Gösterilen metin
⁂
Murat Turan/ Haziran 19, 2017

Dünyanın gelişmiş ülkelerinde yöneticilerin karşı karşıya bulunduğu en büyük meydan okuma bilgi ve hizmet işçilerinin üretkenliğini arttırma problemidir. Gelecek birkaç on yıl boyunca yönetimin gündemini işgal edecek olan bu meydan okuma sonunda şirketlerin rekabet performansını belirleyecektir.

 

Yukarıda yazılanlar Peter Drucker üstada ait. 2017 yılında “aman biz de biliyoruz” diyebilirsiniz ama o “Yeni Üretkenlik Meydan Okuması” yazısını Harvard Business Review dergisinin Kasım – Aralık 1991 sayısında yayımlamış. 26 yıl önce pek kimse bunlardan bahsetmiyordu.

Bir önceki yazıda verimlilik adına takip ettiğimiz hemen her göstergenin (halk arasında KPI da denir) direk çalışan verimliliğini ölçmeyi hedeflediğini, beyaz yaka diye tabir ettiğimiz ancak içerisine mavi yaka yöneticilerini (takım liderleri, grup liderleri), mavi yaka indirek çalışanlarını (forklifçiler, lojistik çalışanları vs…) ekleyerek genişleteceğimiz “bilgi ve hizmet” çalışanlarının verimliliğini ölçen bir aracımızın olmadığını belirtmiştik.

Bir önceki yüzyılda yaşanan savaşlar, arkasındaki endüstri hareketleri, talep patlamaları vb. etmenlerle insanlık odağını “nesneleri yapma ve hareket ettirme” konusuna çevirmişti. Tüm dünya, oluşan teknolojik ve fikri gelişmelerle önemli bir verimlilik atağına kalktı. 1900 lü yılların başı ile sonu arasında verimlilik tam 45 kat* artmıştı. Hala da bunun üzerinde çalışmaya devam ediyoruz.

Ancak bir başka gerçek sürekli kapımızı çalmakta. Aslına bakarsanız, bizim kapımızı çalan gerçek gelişmiş ülkelerde çoktan kapıyı kırıp içeri girdi. Hatta baş köşeye de oturdu;

“Üretim ve direk işçilik kısmında artık giderek daha az insan istihdam ediliyor” ve bunların verimliliği de daha az önemli olmaya başlıyor. İşletmelerde işi düzgün yürütmek için ihtiyaç duyduğunuz “beyaz yaka” oranı giderek daha da büyüyor.”
⁂
(Bir veri kümesinde listelenen öğeler)
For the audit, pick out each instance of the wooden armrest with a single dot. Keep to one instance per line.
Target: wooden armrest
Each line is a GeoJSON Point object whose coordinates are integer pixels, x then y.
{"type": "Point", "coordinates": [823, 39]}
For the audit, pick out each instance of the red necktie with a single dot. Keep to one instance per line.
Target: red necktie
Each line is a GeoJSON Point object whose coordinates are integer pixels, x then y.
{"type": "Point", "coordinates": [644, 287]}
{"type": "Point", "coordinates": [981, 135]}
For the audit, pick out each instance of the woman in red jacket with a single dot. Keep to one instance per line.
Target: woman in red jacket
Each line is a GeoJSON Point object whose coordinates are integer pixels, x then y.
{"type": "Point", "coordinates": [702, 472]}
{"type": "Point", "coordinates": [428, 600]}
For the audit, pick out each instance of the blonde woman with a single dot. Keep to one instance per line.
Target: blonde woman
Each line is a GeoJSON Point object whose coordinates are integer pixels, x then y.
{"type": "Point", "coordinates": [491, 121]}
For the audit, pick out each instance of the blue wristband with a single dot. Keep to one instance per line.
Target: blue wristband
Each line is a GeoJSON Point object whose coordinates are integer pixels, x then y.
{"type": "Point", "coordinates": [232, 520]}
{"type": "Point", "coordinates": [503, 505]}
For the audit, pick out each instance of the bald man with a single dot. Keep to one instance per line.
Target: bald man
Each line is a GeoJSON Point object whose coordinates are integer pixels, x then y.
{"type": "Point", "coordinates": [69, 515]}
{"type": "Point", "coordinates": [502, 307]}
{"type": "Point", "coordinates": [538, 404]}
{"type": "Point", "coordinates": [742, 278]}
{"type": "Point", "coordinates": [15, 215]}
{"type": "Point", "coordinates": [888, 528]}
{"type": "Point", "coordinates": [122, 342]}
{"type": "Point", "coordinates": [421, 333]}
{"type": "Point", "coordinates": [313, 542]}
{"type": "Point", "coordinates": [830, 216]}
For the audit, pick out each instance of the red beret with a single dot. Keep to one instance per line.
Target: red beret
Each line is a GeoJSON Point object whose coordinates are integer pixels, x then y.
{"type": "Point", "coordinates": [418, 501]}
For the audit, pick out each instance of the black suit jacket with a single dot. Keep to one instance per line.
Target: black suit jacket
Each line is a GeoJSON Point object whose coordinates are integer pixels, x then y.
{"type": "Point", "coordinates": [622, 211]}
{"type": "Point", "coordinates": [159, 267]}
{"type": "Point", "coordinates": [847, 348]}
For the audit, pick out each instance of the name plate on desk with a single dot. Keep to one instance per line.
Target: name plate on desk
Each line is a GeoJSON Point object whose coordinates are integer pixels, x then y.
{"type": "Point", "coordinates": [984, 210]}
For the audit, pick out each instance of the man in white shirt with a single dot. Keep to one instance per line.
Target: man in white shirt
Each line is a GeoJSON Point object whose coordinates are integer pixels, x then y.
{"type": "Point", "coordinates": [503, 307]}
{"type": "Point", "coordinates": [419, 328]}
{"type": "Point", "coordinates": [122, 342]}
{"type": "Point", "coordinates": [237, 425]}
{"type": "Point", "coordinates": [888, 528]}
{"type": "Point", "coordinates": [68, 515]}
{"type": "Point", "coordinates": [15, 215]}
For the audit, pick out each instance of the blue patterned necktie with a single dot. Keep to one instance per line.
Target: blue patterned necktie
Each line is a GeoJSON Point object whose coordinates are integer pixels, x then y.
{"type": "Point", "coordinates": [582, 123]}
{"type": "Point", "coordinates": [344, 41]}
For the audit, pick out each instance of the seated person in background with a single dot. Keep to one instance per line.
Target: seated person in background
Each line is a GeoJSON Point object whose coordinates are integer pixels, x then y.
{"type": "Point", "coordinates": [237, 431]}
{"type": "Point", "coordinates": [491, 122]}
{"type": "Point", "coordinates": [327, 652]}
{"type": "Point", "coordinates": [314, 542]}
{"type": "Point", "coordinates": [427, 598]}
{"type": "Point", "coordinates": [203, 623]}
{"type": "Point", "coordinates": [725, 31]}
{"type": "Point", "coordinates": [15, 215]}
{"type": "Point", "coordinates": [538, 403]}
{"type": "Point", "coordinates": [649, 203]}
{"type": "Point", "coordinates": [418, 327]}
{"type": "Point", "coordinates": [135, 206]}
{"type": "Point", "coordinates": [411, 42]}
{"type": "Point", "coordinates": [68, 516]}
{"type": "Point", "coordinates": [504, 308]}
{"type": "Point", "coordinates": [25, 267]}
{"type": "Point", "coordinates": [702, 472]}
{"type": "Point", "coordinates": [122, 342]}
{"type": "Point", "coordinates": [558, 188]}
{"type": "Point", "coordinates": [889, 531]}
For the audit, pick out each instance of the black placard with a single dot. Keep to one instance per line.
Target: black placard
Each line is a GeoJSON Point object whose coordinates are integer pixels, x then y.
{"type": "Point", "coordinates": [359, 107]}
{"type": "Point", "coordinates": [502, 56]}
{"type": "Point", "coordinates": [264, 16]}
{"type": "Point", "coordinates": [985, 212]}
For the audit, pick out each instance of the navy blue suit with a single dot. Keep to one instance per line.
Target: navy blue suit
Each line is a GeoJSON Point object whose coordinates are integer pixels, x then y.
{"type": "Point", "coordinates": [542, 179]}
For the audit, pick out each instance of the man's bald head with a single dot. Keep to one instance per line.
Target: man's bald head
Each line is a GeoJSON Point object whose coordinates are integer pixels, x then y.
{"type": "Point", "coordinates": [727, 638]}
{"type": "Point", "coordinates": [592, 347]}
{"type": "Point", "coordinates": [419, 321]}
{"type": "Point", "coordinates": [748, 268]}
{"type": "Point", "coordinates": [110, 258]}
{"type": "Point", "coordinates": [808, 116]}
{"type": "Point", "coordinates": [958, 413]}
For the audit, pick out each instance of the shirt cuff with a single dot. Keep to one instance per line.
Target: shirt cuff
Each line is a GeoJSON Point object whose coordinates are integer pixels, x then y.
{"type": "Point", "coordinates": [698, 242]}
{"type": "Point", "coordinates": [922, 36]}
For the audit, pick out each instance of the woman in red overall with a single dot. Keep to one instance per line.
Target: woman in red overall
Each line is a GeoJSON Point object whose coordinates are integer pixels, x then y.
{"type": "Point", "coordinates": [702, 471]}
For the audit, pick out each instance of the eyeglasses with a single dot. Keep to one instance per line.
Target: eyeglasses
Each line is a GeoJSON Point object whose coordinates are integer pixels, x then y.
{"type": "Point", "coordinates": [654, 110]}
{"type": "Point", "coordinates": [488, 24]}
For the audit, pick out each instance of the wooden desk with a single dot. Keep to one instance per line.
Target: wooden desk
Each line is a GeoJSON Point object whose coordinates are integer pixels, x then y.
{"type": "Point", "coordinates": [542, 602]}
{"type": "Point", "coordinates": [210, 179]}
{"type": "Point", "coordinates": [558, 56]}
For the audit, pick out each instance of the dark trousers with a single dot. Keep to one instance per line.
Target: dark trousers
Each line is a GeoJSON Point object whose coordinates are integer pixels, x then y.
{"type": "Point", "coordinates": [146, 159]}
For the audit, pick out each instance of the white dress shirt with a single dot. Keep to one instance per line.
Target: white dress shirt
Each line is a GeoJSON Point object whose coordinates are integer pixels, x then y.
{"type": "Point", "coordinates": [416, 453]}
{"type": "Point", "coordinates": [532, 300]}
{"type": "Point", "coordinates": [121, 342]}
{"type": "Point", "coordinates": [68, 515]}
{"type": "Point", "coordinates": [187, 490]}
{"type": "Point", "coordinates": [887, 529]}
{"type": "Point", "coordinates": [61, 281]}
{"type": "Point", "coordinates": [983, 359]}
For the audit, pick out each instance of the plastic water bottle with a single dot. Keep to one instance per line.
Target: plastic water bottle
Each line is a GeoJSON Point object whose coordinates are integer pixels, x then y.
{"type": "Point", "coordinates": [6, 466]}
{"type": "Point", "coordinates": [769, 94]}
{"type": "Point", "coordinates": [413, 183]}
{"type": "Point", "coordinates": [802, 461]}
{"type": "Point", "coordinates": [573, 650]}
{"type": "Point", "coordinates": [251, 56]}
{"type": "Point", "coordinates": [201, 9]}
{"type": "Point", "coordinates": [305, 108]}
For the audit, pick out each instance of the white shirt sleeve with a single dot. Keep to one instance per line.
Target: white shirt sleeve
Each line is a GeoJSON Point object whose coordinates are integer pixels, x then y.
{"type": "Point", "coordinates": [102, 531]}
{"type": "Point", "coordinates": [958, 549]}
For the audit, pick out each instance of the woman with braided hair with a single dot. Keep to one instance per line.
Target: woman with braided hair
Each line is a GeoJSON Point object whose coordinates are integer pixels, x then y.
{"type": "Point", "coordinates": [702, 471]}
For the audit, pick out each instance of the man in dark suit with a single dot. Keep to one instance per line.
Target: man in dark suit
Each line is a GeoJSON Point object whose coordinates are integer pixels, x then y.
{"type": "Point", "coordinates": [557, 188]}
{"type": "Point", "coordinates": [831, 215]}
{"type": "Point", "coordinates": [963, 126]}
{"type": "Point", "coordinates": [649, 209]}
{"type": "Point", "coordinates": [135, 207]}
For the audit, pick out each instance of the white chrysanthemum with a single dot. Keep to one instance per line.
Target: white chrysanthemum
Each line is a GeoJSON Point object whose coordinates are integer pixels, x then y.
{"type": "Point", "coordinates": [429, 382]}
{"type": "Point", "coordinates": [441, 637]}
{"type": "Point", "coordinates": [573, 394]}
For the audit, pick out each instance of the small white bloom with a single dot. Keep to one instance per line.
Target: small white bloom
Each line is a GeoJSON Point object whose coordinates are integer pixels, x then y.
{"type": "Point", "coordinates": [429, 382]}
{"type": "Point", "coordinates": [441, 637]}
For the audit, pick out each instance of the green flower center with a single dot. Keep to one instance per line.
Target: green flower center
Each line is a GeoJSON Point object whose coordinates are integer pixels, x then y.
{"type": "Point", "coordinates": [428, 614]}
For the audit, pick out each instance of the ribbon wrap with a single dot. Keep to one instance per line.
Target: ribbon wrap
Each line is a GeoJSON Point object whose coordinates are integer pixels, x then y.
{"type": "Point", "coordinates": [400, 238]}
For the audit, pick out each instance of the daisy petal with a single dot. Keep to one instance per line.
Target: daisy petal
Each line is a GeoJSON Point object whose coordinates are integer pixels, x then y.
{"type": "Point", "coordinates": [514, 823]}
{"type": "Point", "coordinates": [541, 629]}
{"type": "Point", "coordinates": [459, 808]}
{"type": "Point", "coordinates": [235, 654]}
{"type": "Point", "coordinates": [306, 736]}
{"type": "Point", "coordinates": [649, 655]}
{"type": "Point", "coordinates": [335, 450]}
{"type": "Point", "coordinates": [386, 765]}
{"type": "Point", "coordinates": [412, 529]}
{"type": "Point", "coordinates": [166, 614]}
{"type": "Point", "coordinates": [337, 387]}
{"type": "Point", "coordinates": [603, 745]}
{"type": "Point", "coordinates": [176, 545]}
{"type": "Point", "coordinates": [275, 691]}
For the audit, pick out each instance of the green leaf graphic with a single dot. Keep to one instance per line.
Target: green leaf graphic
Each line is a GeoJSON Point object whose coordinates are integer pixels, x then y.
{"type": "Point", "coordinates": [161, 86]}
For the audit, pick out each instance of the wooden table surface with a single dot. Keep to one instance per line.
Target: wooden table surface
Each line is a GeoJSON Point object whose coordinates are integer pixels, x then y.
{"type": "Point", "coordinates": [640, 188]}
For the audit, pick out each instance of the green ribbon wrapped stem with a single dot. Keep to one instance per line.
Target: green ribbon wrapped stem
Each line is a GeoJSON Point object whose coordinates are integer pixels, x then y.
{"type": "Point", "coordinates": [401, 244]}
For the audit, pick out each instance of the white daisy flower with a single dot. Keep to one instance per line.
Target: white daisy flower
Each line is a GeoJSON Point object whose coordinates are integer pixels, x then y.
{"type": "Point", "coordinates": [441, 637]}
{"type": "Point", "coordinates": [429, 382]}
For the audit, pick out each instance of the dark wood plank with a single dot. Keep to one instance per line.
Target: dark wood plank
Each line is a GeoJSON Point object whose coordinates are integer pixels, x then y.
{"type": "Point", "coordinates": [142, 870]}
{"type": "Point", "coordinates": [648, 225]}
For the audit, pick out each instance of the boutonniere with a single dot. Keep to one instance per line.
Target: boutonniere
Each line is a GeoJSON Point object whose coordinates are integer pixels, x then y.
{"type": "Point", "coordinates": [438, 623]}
⁂
Kısa görev
Verimlilik yazısında “Bir önceki yüzyılda yaşanan savaşlar” diye başlayan paragrafı, ana bilgilerini koruyarak daha kısa biçimde yeniden yazın.

Doğru yanıt
Geçen yüzyılda savaşlar, endüstri hareketleri ve talep patlamaları gibi etkenler insanlığın odağını nesneleri yapmaya ve hareket ettirmeye çevirdi. Teknolojik ve fikri gelişmelerle verimlilik 1900'lerin başından sonuna kadar 45 kat arttı ve bu konudaki çalışmalar hâlâ sürüyor.